— START EXCERPTED TEXT —

Re: Frequent loss of contact with ISP

2005-03-22 Thread Bill Moran

[My apologies to the moderator for the traffic, but I just unsubscribed, and
 I didn't want to leave this person hanging.]

Ned Harrison [EMAIL PROTECTED] wrote:
 On Sunday 20 March 2005 09:55 pm, you wrote:
  Ned Harrison [EMAIL PROTECTED] wrote:
   I reciently upgraded my home computer to FreeBSD 5.3 p5.  Sense then I've
   had minor problems connecting to my ISP.  During boot up it will
   sometimes freeze at the line, Configuring syscons: keymap blanktime. or
   I'll lose contact with my ISP while sending an email or surfing the web. 
   From an earlier posting to this forum I found that Ctrl+C will let the
   system finishing the boot up.  Then I can easily connect to my ISP by
   running /etc/netstart as root.
  
   Everything works fine at least for a while.  However, sooner or later
   I'll lose the conection again.  I have not been able to discern a pattern
   to the disconnects either.  Yet as soon as I run netstart again
   everything works again.  It can be hours before I the lose the connection
   or sometimes I'll lose the connection again within twenty minutes.   I've
   searched for a permanent fix by looking throught this forum.  But I
   havn't found anything yet.  Though that might be because I don't quite
   know how to search! :-)
  
   I am a newbie using FreeBSD so any suggestions would be appreciated.
 
  Spend a little time in the /var/log directory and see if anything is being
  logged around the time you lose connection.
 
  Also, more clearly defining lose connection would help.  What does
  ifconfig say when the connection is up and when it's down?  The
  difference between those two outputs may lead you toward a solution.
 
 Thank you for the suggestions.  I've scanned the log files and didn't see any 
 unusual error messages.  But that could be because I don't know what to look 
 for.  I've run FreeBSD for just about one year and had no Unix experience 
 prior to that at all.  I jumped from Windows, where somebody did everything 
 for me to, FreeBSD where I have to figure things out on my own with only 
 hints and suggestions. (Honestly, I find it funner this way!)  I'll check to 
 logs next time it goes down.
 
 I copied the results from ifconfig when everything is working to a file.  As 
 soon as I lose the connection I'll run ifconfig again.

— END EXCERPTED TEXT —
— START DATA PROVIDED —

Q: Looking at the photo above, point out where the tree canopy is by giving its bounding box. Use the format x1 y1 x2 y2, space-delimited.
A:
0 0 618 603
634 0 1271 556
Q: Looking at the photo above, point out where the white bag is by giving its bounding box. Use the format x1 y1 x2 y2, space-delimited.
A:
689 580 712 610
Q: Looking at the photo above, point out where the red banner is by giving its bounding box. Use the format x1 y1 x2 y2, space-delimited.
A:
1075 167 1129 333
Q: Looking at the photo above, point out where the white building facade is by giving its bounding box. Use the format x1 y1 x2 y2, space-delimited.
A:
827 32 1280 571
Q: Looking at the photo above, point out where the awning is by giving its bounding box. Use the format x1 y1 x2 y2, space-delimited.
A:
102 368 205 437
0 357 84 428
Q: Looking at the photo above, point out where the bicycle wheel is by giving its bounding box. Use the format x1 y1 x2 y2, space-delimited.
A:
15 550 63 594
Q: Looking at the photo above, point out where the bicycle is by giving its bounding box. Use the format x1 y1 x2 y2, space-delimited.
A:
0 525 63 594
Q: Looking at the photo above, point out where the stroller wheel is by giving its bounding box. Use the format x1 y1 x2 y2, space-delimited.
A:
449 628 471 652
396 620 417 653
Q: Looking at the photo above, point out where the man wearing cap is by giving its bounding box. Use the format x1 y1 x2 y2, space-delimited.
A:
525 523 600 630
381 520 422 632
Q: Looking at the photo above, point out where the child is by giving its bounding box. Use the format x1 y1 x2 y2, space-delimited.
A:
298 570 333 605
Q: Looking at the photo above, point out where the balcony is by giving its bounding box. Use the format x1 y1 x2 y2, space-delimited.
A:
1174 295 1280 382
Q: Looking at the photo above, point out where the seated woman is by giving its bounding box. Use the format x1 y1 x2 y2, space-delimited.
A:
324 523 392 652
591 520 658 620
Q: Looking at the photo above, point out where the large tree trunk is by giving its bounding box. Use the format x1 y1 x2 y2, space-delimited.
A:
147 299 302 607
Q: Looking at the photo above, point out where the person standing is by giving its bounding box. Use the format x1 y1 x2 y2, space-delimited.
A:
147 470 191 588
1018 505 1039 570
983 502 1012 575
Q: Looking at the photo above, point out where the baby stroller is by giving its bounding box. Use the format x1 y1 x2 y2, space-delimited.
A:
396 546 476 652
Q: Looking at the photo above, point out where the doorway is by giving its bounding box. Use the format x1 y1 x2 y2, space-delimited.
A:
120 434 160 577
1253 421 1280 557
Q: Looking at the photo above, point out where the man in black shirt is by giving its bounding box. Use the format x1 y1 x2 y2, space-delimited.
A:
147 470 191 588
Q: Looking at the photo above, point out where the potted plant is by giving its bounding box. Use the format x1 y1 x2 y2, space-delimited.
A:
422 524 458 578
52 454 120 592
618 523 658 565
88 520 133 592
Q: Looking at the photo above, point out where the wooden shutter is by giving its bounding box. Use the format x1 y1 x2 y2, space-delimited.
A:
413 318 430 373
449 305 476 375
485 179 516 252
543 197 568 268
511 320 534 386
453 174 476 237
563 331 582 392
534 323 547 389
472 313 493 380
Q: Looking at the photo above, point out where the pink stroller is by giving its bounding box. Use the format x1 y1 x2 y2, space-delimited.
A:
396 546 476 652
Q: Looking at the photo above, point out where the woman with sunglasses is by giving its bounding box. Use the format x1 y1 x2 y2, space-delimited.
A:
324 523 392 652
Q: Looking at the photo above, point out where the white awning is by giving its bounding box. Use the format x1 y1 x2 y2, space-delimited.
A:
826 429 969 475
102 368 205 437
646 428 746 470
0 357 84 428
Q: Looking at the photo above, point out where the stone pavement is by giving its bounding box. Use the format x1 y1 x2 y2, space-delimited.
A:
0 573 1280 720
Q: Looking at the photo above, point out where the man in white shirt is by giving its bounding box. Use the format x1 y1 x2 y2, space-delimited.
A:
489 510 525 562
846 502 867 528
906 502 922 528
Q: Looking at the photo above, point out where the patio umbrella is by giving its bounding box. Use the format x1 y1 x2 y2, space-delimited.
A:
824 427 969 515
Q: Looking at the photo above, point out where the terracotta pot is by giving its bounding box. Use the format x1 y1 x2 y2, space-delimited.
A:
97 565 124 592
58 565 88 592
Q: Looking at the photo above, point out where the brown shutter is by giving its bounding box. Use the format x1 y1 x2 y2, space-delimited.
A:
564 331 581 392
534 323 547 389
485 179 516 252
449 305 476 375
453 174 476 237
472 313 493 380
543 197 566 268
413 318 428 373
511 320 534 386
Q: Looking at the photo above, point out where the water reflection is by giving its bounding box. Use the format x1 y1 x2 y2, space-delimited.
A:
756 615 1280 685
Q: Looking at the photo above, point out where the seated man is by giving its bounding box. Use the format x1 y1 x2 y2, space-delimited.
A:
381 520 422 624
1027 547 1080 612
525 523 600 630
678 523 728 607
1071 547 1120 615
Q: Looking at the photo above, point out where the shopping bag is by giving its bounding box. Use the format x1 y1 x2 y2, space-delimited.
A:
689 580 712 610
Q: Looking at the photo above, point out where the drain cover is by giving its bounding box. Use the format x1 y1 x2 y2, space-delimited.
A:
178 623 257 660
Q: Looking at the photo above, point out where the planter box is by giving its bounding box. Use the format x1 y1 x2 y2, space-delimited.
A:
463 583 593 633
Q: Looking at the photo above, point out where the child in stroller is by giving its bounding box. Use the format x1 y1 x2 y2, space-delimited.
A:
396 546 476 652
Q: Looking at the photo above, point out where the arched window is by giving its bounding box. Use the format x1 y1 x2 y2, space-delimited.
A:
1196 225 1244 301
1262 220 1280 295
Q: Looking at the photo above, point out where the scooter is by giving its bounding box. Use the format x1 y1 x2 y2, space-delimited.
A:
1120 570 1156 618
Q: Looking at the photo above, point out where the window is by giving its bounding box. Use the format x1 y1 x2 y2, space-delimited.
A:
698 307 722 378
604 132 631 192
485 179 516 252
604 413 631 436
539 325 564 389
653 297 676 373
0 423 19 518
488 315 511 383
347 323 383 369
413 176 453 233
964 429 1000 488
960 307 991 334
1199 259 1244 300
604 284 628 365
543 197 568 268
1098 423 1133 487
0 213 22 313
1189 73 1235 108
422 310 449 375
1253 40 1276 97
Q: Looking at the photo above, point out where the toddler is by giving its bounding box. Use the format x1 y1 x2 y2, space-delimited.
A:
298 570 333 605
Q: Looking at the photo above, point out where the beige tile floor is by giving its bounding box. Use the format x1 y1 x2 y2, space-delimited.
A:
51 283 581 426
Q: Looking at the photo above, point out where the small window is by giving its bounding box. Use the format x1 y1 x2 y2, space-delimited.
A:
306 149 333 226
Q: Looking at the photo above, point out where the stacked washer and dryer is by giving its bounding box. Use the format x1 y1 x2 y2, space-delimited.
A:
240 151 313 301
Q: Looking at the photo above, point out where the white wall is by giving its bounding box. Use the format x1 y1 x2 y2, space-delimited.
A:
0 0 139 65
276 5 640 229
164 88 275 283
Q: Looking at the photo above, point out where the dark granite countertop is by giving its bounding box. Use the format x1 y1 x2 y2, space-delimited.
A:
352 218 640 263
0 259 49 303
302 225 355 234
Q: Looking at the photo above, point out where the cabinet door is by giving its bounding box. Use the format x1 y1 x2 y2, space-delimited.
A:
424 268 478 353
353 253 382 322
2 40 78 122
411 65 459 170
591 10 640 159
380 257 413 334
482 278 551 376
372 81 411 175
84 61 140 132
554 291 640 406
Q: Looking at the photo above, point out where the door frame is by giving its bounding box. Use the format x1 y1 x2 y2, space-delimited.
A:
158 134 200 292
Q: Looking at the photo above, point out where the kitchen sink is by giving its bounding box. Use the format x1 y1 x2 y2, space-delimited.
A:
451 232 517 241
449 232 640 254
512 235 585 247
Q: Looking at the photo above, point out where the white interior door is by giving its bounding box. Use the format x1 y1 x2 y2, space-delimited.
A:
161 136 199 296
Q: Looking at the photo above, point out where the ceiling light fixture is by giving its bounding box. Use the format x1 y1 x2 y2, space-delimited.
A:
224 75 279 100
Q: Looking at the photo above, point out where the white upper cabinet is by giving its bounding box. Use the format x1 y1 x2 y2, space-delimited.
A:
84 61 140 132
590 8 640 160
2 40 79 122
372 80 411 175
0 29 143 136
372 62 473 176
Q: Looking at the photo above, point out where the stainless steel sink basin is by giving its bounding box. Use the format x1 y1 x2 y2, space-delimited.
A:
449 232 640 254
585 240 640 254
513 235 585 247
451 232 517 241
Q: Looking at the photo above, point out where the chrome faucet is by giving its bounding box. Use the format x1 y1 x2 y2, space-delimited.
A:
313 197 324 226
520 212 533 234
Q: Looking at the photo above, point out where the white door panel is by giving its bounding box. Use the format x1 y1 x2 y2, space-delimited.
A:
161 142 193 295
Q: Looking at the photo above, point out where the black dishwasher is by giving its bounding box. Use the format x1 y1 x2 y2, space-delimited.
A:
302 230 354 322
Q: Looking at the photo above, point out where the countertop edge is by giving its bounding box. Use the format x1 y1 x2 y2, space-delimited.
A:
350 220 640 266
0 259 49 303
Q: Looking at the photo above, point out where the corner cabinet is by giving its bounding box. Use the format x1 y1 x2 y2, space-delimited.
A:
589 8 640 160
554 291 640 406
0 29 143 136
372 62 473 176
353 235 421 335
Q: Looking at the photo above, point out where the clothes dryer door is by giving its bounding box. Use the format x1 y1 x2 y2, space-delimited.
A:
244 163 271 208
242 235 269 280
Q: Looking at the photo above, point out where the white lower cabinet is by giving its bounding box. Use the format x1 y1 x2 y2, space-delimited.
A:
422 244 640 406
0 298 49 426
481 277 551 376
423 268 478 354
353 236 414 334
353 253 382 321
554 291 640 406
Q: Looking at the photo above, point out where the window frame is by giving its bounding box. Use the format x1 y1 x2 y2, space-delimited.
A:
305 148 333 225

— END DATA PROVIDED —

### THINGS TO DO
[A] Can you quote the records verbatim, covering the stretch from the line containing "the white interior" through the line containing "224 75 279 100"?
[B] How would you continue the thread about losing the ISP connection, picking up right after its final sentence?
These records are unrelated to the thread about losing the ISP connection.

### REPLIES
[A]
Q: Looking at the photo above, point out where the white interior door is by giving its bounding box. Use the format x1 y1 x2 y2, space-delimited.
A:
161 136 199 296
Q: Looking at the photo above, point out where the ceiling light fixture is by giving its bounding box. Use the format x1 y1 x2 y2, space-delimited.
A:
224 75 279 100

[B]
 To get more defined regarding the loss of connection, it's almost as if I 
 typed ipfw flush as root and cut myself down to the default deny 
 everything rule.  Sent emails will set unprocessed in the queue, when 
 attempting to download e-mail, K-mail will return an unknown host error 
 message,  web browsers will either open to a blank white page or give me an 
 invalid ULR error message.  It even went down while viewing a video on Xine.  
 The video just stopped, then I got an invalid host error message.  As soon 
 as I type /etc/netstart.  Boom! everythings up an running as if nothing was 
 ever wrong.  

I saw your other email as well, which shows that ifconfig during up/down is
the same.  That means that you're not losing your IP address, and the fact
that /etc/netstart fixes the problem probably means it's not hardware
related.

So the next steps are to tear apart the networking system and figure out
exactly which part of it is shutting off.  First, do these:

1) Copy /etc/resolv.conf to your home dir: this contains your DNS
   server information.
2) Save the output of `netstat -rn` (use something like
   `netstat -rn  /home/username/netstat.txt`  This is your routing
   table.

Now ... the next time it goes down, check:
1) Did /etc/resolv.conf change?
2) Did the output of `netstat -rn` change?
3) In the netstat output will be a line that starts with default, see
   if you can ping that IP address - if not, then the problem is probably
   with your switch/hub or other local network.
4) Try pinging 206.190.36.122 (that's the ip for story.news.yahoo.com),
   if it works, then the problem is likely with DNS.
5) if #4 works, try pinging story.news.yahoo.com ... if that fails, then
   DNS is almost certainly the problem, if that works, then the problem
   is somewhere in the network config, or application config.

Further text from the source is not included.